> What to do
1. Please reproduce the part of the Spark row-number text that opens with the words containing "If you require" and closes with "using that column.".
2. Shorten the paragraph of the Spark row-number text that begins "If you require a unique sequence number", keeping its main facts.

If you require a unique sequence number for each row, I have a slightly different approach, where a static column is added and is used to compute the row number using that column.
val srcData = spark.read.option("header","true").csv("/FileStore/sample.csv")
srcData.show(5)
+--------+--------------------+
| Job| Name|
+--------+--------------------+
|Morpheus| HR Specialist|
| Kayla| Lawyer|
| Trisha| Bus Driver|
| Robert|Elementary School...|
| Ober| Judge|
+--------+--------------------+
val srcDataModf = srcData.withColumn("sl_no",lit("1"))
val windowSpecRowNum = Window.partitionBy("sl_no").orderBy("sl_no")
srcDataModf.withColumn("row_num",row_number.over(windowSpecRowNum)).drop("sl_no").select("row_num","Name","Job")show(5)
+-------+--------------------+--------+
|row_num| Name| Job|
+-------+--------------------+--------+
| 1| HR Specialist|Morpheus|
| 2| Lawyer| Kayla|
| 3| Bus Driver| Trisha|
| 4|Elementary School...| Robert|
| 5| Judge| Ober|
+-------+--------------------+--------+
For SparkR:
(Assuming sdf is some sort of spark data frame)
sdf<- withColumn(sdf, "row_id", SparkR:::monotonically_increasing_id())

> Data provided
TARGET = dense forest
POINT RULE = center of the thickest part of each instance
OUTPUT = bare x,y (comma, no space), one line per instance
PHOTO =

> Worked answers
1.
If you require a unique sequence number for each row, I have a slightly different approach, where a static column is added and is used to compute the row number using that column.

2. For a unique sequence number on each row, a slightly different approach adds a static column and uses it to compute the row number.